#### GOAL OF THE EXERCISE
If a line in the material below has the word "Draw", copy it.

#### RECORD SET
[Start of Attachment]

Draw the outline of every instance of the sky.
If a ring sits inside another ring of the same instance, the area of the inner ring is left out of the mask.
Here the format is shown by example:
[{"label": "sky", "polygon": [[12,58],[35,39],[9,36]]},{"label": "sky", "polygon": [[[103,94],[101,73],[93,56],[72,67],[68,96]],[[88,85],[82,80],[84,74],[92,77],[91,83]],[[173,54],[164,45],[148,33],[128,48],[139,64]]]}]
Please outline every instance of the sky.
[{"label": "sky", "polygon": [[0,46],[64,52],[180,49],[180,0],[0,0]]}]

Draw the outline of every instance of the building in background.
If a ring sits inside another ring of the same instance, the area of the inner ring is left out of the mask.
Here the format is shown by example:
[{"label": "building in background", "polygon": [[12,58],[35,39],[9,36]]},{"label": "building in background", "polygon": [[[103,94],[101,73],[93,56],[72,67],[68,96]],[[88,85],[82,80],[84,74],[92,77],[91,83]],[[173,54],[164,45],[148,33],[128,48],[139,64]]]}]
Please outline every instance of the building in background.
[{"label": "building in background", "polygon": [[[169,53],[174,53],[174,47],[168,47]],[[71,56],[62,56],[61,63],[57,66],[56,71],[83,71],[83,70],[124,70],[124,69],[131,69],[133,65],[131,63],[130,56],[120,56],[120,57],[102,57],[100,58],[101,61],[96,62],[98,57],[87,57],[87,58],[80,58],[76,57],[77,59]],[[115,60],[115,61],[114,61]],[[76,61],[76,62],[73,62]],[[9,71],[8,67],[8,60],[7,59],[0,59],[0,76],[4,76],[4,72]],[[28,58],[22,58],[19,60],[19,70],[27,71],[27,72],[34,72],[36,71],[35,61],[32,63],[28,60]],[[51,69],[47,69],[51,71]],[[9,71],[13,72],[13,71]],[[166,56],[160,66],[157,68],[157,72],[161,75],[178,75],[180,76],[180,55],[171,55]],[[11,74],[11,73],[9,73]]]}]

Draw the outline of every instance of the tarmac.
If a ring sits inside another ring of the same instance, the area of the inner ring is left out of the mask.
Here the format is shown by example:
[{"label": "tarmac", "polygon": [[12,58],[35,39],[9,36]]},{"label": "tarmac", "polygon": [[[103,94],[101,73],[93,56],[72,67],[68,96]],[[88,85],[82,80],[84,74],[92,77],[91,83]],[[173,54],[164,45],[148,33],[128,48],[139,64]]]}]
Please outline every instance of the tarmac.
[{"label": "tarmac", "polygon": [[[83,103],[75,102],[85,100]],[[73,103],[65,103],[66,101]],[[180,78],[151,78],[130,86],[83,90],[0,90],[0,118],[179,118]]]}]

[End of Attachment]
[Start of Attachment]

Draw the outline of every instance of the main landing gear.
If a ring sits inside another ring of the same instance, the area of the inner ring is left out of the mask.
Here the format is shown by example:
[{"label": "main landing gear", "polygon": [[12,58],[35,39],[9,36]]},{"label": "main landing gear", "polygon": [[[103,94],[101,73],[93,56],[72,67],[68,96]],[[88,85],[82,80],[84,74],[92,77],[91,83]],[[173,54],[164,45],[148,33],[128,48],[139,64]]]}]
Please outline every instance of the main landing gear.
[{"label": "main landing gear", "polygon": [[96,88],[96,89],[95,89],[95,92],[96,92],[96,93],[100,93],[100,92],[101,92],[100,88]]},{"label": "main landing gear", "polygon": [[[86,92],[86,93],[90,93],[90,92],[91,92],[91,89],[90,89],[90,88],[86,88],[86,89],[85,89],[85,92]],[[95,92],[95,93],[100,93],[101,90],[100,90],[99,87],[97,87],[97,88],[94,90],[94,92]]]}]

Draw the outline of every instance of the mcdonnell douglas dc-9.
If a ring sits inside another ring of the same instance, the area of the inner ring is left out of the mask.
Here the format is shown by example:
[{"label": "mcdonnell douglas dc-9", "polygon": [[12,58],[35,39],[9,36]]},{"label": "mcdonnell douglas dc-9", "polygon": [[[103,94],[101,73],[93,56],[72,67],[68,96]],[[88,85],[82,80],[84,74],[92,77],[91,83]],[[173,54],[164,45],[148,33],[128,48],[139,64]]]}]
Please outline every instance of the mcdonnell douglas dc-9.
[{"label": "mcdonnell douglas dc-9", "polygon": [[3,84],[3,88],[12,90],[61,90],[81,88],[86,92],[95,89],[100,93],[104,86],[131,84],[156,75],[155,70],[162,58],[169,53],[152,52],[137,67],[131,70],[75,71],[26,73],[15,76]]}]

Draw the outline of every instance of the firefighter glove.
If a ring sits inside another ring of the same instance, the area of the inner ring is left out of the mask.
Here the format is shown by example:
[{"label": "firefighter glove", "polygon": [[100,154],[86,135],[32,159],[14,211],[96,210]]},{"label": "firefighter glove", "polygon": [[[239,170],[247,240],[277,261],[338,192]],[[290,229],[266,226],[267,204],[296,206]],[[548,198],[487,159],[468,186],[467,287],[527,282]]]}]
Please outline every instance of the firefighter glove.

[End of Attachment]

#### ANSWER AREA
Draw the outline of every instance of the sky.
Draw the outline of every instance of the building in background.
Draw the outline of every instance of the tarmac.
Draw the outline of every instance of the main landing gear.
Draw the outline of every instance of the mcdonnell douglas dc-9.
Draw the outline of every instance of the firefighter glove.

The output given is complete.